§ Work to do
Copy out the lines of the listing below character for character, starting at the line that contains "shadow area is?" and continuing through the end of the listing.

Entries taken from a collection

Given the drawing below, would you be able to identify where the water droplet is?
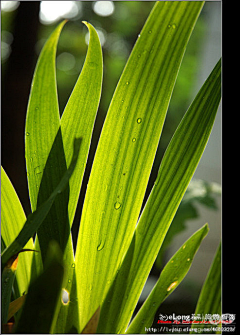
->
[88,62,97,69]
[62,288,70,305]
[114,201,122,210]
[168,23,177,29]
[97,241,105,251]
[167,280,178,292]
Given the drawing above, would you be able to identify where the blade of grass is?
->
[1,167,34,298]
[14,242,64,334]
[99,61,221,333]
[61,21,103,225]
[26,22,103,332]
[126,224,209,334]
[76,1,203,331]
[1,255,18,324]
[190,243,222,334]
[2,139,81,268]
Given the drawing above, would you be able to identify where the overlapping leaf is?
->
[1,168,34,298]
[99,61,221,333]
[126,224,209,334]
[76,1,203,329]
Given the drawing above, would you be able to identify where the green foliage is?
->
[2,1,221,333]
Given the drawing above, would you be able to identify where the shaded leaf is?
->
[126,224,209,334]
[76,1,203,331]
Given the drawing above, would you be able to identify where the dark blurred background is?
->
[1,1,221,326]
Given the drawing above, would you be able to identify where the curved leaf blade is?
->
[1,167,34,298]
[190,243,222,334]
[76,1,203,327]
[2,139,81,268]
[61,21,103,224]
[126,224,209,334]
[99,61,221,333]
[14,242,64,334]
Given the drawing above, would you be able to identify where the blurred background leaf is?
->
[1,1,221,324]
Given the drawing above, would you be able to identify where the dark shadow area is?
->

§ Solution for this task
Given the drawing above, would you be able to identify where the dark shadow area is?
->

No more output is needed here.